Complete the following →
• A. According to the Hercules Returns review, who directed the film?
• B. Restate the paragraph of the Hercules Returns review that begins "Well, the team" as a short bulleted list, keeping its main facts.
• C. Carry the Hercules Returns review forward, beginning right after its final sentence.

Study text →
+ + + + + + +
HERCULES RETURNS A film review by Tak Copyright 1993 Mark Takacs
Directed by David Parker ScreenWriter Des Mangan 35mm / color / 82 mins / Australia 1993 Rated: M+ (15 years and over - medium level course language) Tak rating: see it once, pay full price
TV-Guide(tm)-Review ------------------- When an *unsubtitled* Italian version of a hideously campy Italian muscle-man movie arrives at the Gala Opening of a new theatre, the three person crew redubs the movie *live* from the projection booth, with hilarious results.
Tak Thoughts ------------ I've done it. You've probably done it. You're sitting up late one night watching an incredibly *bad* movie of some sort, and you start throwing in your own versions of the lines -- "Don't shoot me yet, I neeed to flex first!", things like that.
Well, the team "Double Take" (Des Mangan & Sally Patience) has turned this concept into a hilarious and profitable business. It started March 1986 at an underground cinema in Sydney, Australia when they rescripted and redubbed ASTRO ZOMBIES live to a forty-person audience. A few months later they were playing in Sydney's arthouse theatre, sold out five hours before the show, and turned away 600 people.
+ + + + + + +
Dataset section →
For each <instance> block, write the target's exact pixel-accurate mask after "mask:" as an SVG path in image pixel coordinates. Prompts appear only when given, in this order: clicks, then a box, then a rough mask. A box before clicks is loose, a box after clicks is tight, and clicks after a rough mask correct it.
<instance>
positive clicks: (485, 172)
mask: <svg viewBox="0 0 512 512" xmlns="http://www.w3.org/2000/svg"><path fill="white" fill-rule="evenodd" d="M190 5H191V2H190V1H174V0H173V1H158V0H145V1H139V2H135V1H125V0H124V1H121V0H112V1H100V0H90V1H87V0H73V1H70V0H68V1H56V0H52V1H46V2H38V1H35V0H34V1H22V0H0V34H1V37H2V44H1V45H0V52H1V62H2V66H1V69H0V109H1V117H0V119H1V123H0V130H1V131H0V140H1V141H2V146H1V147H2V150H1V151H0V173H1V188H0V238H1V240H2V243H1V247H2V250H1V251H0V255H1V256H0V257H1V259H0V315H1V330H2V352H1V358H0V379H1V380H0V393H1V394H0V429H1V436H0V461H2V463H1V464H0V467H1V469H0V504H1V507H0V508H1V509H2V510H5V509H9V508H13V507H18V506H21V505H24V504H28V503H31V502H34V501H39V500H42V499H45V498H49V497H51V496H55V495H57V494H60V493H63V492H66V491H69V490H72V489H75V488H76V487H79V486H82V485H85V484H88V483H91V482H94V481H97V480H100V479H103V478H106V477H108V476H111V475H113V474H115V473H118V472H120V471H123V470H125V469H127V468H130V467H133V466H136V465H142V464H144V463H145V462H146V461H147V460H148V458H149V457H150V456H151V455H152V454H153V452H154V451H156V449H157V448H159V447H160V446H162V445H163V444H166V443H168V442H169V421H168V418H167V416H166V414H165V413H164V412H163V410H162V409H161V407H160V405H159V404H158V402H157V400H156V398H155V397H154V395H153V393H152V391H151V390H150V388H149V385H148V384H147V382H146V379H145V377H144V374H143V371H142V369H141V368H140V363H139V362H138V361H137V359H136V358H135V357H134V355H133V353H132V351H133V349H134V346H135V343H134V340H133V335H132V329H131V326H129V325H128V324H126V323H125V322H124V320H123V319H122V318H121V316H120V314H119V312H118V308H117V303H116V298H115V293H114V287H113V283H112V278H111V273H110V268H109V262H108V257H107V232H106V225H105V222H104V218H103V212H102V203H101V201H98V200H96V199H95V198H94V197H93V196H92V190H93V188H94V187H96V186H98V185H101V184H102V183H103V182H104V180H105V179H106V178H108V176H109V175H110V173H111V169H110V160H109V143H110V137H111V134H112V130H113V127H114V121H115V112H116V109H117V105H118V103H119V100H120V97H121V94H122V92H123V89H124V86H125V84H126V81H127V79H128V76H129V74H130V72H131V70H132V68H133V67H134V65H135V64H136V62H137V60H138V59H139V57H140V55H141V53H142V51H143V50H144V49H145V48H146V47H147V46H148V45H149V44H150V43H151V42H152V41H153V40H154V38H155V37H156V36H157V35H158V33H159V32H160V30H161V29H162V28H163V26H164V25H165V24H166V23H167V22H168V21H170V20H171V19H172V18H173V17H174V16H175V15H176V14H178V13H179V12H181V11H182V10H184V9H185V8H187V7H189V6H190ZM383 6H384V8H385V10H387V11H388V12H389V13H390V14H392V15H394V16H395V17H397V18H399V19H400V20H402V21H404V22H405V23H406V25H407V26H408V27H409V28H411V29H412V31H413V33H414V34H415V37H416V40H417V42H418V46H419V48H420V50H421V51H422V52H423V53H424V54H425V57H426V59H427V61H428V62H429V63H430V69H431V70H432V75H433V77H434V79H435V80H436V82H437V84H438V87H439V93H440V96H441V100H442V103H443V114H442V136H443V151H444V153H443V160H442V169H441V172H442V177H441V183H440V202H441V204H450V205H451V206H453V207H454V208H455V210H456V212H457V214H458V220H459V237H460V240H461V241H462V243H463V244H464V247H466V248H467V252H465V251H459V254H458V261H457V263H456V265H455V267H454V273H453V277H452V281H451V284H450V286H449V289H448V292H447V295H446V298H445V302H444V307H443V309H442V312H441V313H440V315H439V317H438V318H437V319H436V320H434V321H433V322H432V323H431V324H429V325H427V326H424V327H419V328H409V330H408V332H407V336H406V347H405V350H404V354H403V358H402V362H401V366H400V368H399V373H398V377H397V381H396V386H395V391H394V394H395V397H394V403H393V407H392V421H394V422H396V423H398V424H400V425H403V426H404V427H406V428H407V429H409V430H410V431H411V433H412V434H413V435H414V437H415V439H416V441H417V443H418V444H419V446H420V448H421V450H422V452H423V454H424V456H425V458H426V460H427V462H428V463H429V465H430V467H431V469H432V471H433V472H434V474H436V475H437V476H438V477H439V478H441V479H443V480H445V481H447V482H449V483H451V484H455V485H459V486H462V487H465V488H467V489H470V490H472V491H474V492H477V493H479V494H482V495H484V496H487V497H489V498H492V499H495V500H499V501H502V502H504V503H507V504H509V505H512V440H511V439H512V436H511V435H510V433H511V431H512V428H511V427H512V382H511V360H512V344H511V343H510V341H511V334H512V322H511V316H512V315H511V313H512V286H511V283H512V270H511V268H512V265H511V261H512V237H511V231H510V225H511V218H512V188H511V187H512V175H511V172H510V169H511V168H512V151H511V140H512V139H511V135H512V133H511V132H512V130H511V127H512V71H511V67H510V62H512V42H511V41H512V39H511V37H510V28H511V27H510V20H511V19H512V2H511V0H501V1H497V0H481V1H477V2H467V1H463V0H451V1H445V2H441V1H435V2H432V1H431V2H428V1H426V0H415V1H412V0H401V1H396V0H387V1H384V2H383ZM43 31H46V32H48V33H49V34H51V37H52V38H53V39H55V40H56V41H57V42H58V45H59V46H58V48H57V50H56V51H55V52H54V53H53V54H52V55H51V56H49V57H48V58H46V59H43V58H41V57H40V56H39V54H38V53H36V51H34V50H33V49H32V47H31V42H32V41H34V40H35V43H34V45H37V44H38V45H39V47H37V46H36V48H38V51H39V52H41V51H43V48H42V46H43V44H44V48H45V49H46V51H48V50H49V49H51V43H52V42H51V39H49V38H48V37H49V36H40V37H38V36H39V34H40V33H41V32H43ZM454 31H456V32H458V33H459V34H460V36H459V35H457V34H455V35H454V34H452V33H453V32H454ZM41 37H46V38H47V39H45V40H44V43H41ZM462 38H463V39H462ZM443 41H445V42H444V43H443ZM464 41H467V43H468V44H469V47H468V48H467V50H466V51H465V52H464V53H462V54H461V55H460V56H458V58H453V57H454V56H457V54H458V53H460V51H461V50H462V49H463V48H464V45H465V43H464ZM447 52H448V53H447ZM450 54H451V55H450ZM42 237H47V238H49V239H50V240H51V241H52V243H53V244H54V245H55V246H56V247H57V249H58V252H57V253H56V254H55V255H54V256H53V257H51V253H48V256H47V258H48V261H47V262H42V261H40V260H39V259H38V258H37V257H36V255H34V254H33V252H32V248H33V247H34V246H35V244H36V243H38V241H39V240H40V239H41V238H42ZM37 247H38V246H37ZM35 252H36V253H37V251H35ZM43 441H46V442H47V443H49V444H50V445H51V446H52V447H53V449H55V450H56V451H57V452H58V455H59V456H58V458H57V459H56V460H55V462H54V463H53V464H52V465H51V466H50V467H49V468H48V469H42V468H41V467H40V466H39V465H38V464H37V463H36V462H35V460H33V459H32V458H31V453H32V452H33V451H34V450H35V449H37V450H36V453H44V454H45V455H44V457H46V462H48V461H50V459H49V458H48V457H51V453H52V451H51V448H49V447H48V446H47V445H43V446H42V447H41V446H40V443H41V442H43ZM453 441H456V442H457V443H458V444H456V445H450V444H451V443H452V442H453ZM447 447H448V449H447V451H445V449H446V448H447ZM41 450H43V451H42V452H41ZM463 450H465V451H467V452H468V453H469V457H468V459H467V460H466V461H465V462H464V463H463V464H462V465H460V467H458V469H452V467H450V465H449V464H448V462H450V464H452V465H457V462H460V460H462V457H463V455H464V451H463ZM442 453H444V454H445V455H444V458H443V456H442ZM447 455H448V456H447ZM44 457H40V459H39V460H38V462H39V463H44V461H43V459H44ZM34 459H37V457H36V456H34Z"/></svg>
+ + + + + + +
Answers per task →
• A. David Parker

• B.
- The team "Double Take" (Des Mangan and Sally Patience) turned live rescripting and redubbing of bad movies into a hilarious and profitable business.
- It began in March 1986 at an underground cinema in Sydney, Australia, with a live redub of ASTRO ZOMBIES for a forty-person audience.
- A few months later, at Sydney's arthouse theatre, they sold out five hours before the show and turned away 600 people.

• C.
Now director David Parker and producer Philip Jaroslow brings the "Double Take" team to the movies with HERCULES RETURNS. There's really only maybe fifteen or twenty minutes of "wrapper" -- the rest of the film is the old Italian movie with Double Take's redubs and occasional shots of the chaos going on in the projection booth as the characters bustle to provide the live dialogue.
The movie was quite a hit at the `93 Seattle Film Festival, and the audience I saw it with was laughing out loud throughout the movie. The general style makes me want to use adjectives like "madcap" and "zany"; it's certainly not a dark or intellectual comedy. The humor is definitely adult: Hercules grabs the queen's daughter, Labia, which prompts the queen to say "Get your hands off my Labia!" The original incredibly bad Italian sets (really fake looking leftover stuff) also adds to the fun.
The provides a good laugh, and does so in a refreshing and original style (I have a low tolerance for stupid/bumbling idiot and slapstick comedy). It's well worth your $6.50. (or whatever)
Press Summary Synopsis ---------------------- Frustrated by the uncaring style of his megalith employer, the Kent Cinema Corporation, film buff Brad McBain decides to take on the big boys by opening his own old style cinema. Cartoon shorts, usherettes with trays and much nostalgic razamatazz will accompany the Gala Charity Opening Night of the very same Sword'n'Sandal Italo-Spanish miniature epic which last graced the screen of the now revamped Picture Palace 30 years ago.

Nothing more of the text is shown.